## WHAT TO WORK ON
Print each of the entries below word for word, with no changes.

[Point labeling examples]
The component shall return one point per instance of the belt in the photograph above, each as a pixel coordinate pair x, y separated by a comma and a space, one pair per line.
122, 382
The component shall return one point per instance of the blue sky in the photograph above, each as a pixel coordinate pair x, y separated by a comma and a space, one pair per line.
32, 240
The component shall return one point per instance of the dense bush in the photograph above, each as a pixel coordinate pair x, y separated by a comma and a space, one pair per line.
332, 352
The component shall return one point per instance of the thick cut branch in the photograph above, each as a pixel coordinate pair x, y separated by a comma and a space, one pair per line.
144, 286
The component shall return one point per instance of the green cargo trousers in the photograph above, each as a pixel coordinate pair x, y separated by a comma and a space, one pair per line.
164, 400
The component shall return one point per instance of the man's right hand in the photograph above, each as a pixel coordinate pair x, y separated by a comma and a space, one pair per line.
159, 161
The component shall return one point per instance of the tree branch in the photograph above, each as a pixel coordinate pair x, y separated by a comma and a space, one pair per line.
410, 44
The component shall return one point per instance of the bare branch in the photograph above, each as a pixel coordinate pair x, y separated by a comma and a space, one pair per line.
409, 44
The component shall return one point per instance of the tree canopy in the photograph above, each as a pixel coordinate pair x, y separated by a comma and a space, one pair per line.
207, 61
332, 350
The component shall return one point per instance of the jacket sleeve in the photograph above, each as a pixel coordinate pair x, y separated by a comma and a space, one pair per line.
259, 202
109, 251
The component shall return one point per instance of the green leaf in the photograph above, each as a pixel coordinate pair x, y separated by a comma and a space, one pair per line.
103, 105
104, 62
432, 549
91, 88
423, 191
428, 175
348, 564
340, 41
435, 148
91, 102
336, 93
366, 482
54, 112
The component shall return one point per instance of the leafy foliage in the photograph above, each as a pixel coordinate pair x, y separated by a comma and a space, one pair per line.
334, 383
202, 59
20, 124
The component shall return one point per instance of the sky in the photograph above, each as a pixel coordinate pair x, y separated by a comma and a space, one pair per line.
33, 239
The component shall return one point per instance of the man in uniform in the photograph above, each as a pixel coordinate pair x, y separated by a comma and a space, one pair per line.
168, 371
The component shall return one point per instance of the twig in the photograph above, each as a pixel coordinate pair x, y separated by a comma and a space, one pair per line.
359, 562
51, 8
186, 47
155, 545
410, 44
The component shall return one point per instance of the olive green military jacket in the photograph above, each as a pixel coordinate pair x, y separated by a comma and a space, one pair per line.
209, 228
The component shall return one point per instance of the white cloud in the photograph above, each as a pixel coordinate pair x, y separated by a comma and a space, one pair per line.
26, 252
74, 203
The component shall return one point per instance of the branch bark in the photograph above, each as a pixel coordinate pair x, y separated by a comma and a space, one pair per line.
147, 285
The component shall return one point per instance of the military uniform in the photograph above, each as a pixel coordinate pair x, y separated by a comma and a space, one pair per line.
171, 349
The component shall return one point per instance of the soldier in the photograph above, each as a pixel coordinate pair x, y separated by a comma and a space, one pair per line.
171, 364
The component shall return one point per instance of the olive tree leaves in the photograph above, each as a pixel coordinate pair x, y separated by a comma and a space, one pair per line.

## RESULT BELOW
The component shall return one point per instance of the belt in the photograph above, each as a pixel coordinate pair x, y separated by a comma and a space, one pair per line.
122, 382
The component shall return one point per instance of the blue sky in the photograph above, each as a pixel coordinate pair x, y separated by a comma and a space, one pair per line.
32, 240
The component shall return one point per instance of the dense bush in the photograph above, each as a pixel coordinate pair x, y separated by a comma and a space, one pair per line.
332, 352
The component shall return one point per instance of the thick cut branch in the photograph above, each as a pixel coordinate pair x, y separated by a comma and a space, one pair per line.
144, 286
The component shall return one point per instance of the green cargo trousers in the photograph above, each as a pixel coordinate pair x, y separated by a comma and a space, one pair per line.
164, 400
The component shall return one point per instance of the man's right hand in the photograph above, each as a pixel coordinate pair x, y separated by a comma and a space, one pair per line.
159, 161
The component shall return one point per instance of the tree branch in the photograph above, each as a pixel coordinate pair x, y separated by a comma and a space, one pair per line.
410, 44
The component shall return one point per instance of the bare branch in the photograph above, each as a pixel coordinate pair x, y separated by a comma and a space, one pair per line.
409, 44
The component shall return one point per instance of the tree canopy in the photograph above, each as a pixel coordinate pair x, y separated by a comma and a space, one pair per line.
207, 61
332, 350
The component shall return one point per instance of the jacket sleeve in the photograph above, each as a pixel coordinate pair x, y separated by a comma and a space, one pair per line.
259, 202
109, 251
The component shall return one point per instance of the green leaf in the photograph above, each as a pixel coordinate pair x, y separated by a comma and a space, one pair per line.
103, 105
104, 62
432, 549
91, 88
423, 191
428, 175
348, 564
340, 41
435, 148
91, 102
336, 93
366, 482
54, 112
The component shall return one point per instance of the leafy foliage in the photograph above, each as a pixel coordinate pair x, y separated by a comma and a space, one pair per line.
334, 383
202, 59
20, 124
The component shall return one point per instance of the sky in the photograph above, each as a pixel coordinate pair x, y separated by a comma and a space, one pair per line.
33, 239
The component shall return one point per instance of the man in uniform in the photograph above, each as a pixel coordinate pair x, y separated by a comma and a space, one pair per line.
168, 371
The component shall return one point per instance of the twig in the photograph above, each as a pixel coordinate pair x, y separated by a comma and a space, one pair per line.
359, 562
51, 8
186, 47
155, 545
410, 44
The component shall return one point per instance of the olive green military jacket in the photograph above, each as a pixel coordinate pair x, y separated by a comma and a space, one pair per line.
209, 228
The component shall return one point per instance of the white cloud in the photograph above, each as a pixel coordinate pair x, y separated by a comma and a space, one pair per line.
26, 252
74, 203
The component shall return one point per instance of the branch bark in the photograph above, each as a pixel coordinate pair x, y separated by a comma and a space, one pair per line.
147, 285
The component shall return one point per instance of the military uniform in the photograph above, each as a pixel coordinate pair x, y separated by a comma and a space, one pair per line.
171, 349
The component shall return one point per instance of the soldier in the photograph above, each as a pixel coordinate pair x, y separated by a comma and a space, one pair per line.
171, 364
The component shall return one point per instance of the olive tree leaves in the photograph above, each as a pixel coordinate pair x, y separated by a comma and a space, one pair per line.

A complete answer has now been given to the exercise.